__DIRECTION__. Copy every line of the items below word for word.

__SOURCE MATERIAL__.
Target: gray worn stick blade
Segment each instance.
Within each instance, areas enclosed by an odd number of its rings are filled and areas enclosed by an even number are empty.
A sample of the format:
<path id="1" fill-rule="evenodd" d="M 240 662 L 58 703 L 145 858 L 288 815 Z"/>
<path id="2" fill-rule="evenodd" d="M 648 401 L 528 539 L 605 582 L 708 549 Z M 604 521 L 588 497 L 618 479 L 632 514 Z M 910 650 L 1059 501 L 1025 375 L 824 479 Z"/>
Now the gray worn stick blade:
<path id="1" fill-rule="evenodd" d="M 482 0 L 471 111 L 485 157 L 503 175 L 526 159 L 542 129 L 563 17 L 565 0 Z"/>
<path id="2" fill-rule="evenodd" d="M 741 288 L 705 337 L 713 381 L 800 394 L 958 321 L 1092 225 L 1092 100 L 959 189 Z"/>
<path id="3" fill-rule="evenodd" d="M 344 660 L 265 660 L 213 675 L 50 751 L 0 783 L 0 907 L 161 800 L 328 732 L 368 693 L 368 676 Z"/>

__FULL RESPONSE__.
Target: gray worn stick blade
Segment each instance.
Within each instance, areas enclosed by an odd number of its rings are filled and areas enclosed by an even number are empty.
A sample of the format:
<path id="1" fill-rule="evenodd" d="M 240 662 L 58 703 L 145 858 L 288 815 Z"/>
<path id="2" fill-rule="evenodd" d="M 648 401 L 528 539 L 605 582 L 708 549 Z M 604 521 L 588 497 L 618 479 L 632 514 Z M 910 650 L 1059 501 L 1025 375 L 824 479 Z"/>
Now the gray worn stick blade:
<path id="1" fill-rule="evenodd" d="M 482 0 L 471 111 L 485 157 L 503 175 L 526 159 L 542 129 L 563 17 L 565 0 Z"/>
<path id="2" fill-rule="evenodd" d="M 741 288 L 705 337 L 713 381 L 800 394 L 958 321 L 1092 225 L 1092 100 L 959 189 Z"/>
<path id="3" fill-rule="evenodd" d="M 344 660 L 265 660 L 213 675 L 50 751 L 0 783 L 0 907 L 161 800 L 328 732 L 368 693 L 368 676 Z"/>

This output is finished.